Start of The input
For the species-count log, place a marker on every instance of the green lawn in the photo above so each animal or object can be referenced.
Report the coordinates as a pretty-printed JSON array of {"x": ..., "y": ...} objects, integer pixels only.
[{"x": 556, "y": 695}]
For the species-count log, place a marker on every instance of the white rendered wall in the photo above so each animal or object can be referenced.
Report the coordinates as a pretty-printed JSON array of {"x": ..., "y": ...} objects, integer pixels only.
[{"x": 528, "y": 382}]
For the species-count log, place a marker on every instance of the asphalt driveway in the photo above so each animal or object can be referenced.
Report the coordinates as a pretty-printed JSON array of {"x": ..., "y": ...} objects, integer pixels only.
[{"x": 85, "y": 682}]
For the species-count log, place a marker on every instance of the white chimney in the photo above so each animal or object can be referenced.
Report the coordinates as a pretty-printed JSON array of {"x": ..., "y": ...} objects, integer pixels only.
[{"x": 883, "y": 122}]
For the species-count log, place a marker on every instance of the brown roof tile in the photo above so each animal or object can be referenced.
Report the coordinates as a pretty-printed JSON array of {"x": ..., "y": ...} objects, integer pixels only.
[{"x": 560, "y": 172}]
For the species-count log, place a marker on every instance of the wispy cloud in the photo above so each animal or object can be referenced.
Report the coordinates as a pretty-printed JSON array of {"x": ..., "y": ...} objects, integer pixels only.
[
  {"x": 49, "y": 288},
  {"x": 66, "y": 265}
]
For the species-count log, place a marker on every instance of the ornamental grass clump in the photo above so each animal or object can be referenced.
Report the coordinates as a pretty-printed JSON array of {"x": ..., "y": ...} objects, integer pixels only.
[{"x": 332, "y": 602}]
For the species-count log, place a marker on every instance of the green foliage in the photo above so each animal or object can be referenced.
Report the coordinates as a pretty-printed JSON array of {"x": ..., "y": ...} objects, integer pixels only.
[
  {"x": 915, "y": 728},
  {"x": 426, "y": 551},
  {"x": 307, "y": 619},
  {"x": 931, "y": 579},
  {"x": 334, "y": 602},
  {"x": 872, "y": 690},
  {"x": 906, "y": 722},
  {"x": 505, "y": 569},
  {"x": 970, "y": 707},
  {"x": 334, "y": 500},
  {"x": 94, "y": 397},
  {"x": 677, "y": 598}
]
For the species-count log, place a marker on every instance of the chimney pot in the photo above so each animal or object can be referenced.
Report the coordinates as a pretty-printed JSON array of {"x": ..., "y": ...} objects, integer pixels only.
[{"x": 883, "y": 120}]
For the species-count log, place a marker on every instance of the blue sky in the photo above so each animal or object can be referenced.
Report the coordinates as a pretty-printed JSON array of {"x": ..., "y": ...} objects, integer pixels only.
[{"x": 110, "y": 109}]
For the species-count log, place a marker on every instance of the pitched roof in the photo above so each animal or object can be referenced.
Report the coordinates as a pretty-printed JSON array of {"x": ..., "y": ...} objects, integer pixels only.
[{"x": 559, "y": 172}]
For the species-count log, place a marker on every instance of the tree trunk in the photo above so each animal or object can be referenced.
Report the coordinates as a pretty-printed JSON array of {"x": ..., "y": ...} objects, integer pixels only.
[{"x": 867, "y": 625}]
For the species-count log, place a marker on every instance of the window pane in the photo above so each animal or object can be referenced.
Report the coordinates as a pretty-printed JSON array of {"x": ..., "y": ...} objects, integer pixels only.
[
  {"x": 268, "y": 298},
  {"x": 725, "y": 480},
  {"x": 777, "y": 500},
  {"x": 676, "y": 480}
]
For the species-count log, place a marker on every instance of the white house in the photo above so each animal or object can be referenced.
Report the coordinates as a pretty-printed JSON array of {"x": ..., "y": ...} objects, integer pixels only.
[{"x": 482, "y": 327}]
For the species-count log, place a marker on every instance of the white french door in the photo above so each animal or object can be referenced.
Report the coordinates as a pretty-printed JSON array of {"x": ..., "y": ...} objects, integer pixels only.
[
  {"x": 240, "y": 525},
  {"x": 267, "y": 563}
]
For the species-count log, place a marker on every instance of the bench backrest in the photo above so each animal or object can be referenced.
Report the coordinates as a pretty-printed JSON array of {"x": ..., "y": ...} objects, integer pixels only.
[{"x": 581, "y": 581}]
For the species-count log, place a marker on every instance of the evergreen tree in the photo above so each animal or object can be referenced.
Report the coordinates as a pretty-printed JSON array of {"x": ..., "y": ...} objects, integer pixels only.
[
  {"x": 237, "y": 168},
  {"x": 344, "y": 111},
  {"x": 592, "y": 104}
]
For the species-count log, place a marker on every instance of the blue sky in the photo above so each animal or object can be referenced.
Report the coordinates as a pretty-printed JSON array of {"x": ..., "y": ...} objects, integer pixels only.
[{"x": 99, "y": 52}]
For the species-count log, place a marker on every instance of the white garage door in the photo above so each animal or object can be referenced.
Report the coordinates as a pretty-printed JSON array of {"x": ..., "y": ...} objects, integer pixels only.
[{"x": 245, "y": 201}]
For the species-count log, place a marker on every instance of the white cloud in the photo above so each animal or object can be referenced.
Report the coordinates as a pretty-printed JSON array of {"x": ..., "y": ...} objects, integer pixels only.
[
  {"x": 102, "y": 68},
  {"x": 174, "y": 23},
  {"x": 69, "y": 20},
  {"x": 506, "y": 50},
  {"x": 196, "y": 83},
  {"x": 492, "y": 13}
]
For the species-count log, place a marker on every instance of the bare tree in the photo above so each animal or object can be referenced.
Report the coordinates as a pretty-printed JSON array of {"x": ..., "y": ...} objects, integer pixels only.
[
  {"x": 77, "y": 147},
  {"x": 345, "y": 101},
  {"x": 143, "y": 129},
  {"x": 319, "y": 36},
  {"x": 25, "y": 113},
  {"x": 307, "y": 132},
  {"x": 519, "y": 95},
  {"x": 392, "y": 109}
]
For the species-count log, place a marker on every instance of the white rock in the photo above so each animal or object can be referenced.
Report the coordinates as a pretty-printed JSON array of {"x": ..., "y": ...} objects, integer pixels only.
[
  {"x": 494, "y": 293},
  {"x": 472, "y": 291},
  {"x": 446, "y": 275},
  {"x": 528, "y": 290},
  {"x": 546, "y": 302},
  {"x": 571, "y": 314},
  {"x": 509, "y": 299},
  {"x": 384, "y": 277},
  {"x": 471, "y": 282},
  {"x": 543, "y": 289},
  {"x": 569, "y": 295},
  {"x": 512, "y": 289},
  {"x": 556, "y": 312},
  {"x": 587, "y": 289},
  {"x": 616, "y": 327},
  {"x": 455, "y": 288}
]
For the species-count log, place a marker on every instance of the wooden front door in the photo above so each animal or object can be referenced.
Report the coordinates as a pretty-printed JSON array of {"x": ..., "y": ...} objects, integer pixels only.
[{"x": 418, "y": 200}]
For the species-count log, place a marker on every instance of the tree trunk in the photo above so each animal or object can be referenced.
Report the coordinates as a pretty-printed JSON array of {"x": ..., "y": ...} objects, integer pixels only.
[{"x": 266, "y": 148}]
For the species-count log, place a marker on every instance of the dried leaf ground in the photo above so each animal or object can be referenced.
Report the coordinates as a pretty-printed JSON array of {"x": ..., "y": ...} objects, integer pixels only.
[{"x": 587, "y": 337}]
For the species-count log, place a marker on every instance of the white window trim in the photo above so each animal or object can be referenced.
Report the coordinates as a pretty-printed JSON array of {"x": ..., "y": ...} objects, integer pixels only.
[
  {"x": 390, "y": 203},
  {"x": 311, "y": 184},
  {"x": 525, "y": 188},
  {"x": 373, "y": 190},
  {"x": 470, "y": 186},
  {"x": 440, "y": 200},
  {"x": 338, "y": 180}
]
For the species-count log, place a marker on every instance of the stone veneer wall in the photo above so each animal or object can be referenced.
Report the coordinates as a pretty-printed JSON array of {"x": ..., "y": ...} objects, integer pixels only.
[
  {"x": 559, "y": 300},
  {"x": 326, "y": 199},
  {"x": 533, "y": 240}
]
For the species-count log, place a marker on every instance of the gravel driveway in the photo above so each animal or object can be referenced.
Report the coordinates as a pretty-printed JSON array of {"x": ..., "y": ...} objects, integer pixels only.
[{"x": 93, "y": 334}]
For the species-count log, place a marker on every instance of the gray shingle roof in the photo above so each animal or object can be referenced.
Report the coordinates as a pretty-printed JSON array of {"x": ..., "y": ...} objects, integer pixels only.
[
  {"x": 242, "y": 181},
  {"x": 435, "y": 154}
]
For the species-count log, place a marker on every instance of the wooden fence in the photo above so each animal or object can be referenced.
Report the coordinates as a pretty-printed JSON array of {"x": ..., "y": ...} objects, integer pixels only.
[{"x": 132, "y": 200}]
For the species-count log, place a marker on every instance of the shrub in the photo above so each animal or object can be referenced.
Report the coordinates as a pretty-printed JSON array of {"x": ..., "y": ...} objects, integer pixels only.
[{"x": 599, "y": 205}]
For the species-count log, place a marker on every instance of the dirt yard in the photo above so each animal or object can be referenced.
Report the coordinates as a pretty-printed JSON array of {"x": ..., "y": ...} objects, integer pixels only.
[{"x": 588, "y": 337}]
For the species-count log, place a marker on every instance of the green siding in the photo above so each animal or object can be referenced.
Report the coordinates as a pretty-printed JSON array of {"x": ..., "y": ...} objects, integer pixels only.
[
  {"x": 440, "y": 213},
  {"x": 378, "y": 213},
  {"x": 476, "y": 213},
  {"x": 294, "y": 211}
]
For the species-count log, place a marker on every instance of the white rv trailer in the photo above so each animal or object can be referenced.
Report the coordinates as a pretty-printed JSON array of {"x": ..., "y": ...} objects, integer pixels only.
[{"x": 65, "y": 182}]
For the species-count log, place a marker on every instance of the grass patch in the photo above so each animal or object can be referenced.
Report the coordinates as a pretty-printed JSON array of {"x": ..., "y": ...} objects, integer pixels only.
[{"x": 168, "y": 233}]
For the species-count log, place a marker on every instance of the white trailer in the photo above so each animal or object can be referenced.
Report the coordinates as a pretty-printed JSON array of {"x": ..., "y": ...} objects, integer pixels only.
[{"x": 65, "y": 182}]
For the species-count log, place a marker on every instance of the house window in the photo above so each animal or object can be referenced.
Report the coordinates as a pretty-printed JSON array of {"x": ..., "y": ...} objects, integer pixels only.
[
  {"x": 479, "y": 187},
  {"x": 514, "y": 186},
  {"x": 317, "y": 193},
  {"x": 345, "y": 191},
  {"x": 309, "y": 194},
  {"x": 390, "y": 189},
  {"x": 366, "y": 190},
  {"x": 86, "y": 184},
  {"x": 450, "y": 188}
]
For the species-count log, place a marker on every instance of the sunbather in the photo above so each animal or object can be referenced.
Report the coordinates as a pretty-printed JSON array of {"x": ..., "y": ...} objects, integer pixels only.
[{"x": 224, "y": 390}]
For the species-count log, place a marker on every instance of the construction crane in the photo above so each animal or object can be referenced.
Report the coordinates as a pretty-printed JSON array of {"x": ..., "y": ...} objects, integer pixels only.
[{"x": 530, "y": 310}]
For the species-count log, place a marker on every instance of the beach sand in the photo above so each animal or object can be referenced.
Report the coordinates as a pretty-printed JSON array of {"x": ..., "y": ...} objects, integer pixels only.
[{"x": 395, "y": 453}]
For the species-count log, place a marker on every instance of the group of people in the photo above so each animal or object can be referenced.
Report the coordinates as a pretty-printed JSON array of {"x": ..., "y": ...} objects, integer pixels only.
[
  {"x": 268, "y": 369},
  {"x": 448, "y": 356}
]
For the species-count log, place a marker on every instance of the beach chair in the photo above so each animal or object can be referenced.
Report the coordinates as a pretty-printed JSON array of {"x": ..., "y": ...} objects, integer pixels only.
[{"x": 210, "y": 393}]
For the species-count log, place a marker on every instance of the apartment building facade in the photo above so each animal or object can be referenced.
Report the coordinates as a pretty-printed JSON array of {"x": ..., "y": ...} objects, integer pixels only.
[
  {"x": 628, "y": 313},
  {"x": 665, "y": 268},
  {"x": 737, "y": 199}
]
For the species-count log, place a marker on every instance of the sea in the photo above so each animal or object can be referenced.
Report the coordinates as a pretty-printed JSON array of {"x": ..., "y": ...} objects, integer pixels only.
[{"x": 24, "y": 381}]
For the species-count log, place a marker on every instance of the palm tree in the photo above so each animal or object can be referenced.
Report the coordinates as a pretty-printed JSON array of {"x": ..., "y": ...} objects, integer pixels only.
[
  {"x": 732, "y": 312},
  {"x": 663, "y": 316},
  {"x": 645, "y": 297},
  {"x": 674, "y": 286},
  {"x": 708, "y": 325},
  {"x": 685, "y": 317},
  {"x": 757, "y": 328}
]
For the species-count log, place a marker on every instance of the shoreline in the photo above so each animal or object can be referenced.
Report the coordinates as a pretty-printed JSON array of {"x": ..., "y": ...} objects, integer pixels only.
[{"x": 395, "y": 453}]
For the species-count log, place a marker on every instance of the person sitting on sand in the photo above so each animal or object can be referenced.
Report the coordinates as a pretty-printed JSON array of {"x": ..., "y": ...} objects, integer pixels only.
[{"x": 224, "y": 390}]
End of The input
> What is required
Give back, exactly as written, the lines from the one with "of the shoreline" to the last line.

> Problem solution
For the species-count log, place a marker on every instance of the shoreline in the photo above so each animal or object can be referenced.
Report the coordinates as a pretty-printed JSON array of {"x": ..., "y": ...} objects, integer pixels only.
[{"x": 395, "y": 453}]
For the species-count log, place a marker on every instance of the person sitting on sand in the photo above so each animal or object can be referenced.
Report the coordinates as a pretty-printed JSON array of {"x": ..., "y": ...} objects, integer pixels only.
[{"x": 224, "y": 390}]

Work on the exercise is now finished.